> **PROBLEM STATEMENT**:
Copy the rows again from the line with "Annotate each instance of the concrete" up to and including the final line of the rows, keeping the request lines unchanged. Offset each x and y coordinate in the answers by adding 12.

(Records from a dataset)
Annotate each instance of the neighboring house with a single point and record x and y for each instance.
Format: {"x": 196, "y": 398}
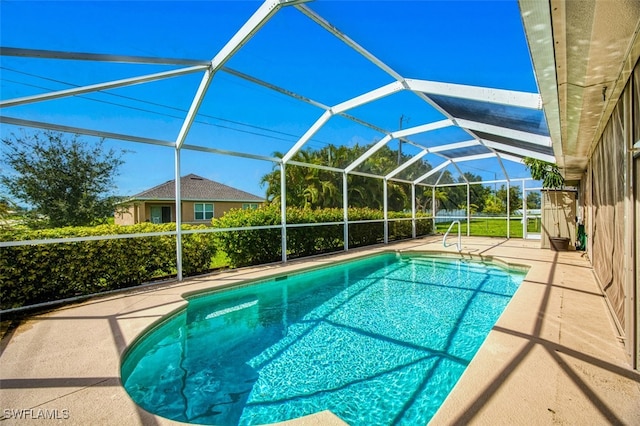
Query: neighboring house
{"x": 202, "y": 200}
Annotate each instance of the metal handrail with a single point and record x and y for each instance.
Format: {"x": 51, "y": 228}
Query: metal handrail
{"x": 444, "y": 239}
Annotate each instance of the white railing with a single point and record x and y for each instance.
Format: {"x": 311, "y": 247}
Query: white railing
{"x": 457, "y": 244}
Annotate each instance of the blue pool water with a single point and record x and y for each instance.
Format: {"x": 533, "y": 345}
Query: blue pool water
{"x": 381, "y": 340}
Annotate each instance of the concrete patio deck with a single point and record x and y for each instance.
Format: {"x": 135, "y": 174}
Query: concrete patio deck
{"x": 552, "y": 358}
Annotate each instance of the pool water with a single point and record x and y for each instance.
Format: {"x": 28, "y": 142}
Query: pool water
{"x": 381, "y": 340}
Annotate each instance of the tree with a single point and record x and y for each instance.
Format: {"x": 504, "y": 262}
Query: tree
{"x": 310, "y": 187}
{"x": 533, "y": 200}
{"x": 66, "y": 181}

> **TASK RESULT**:
Annotate each instance of the concrete patio deck with a single point and record x and y for each instance.
Format: {"x": 135, "y": 174}
Query: concrete patio deck
{"x": 564, "y": 370}
Annotate each instance of the pool water with a single point and record x and y for each instance.
Format: {"x": 28, "y": 142}
Query: pool water
{"x": 393, "y": 352}
Annotate each instance of the tree with a single point and record x and y for each instance.
Format: {"x": 504, "y": 262}
Query: tree
{"x": 322, "y": 199}
{"x": 545, "y": 212}
{"x": 78, "y": 193}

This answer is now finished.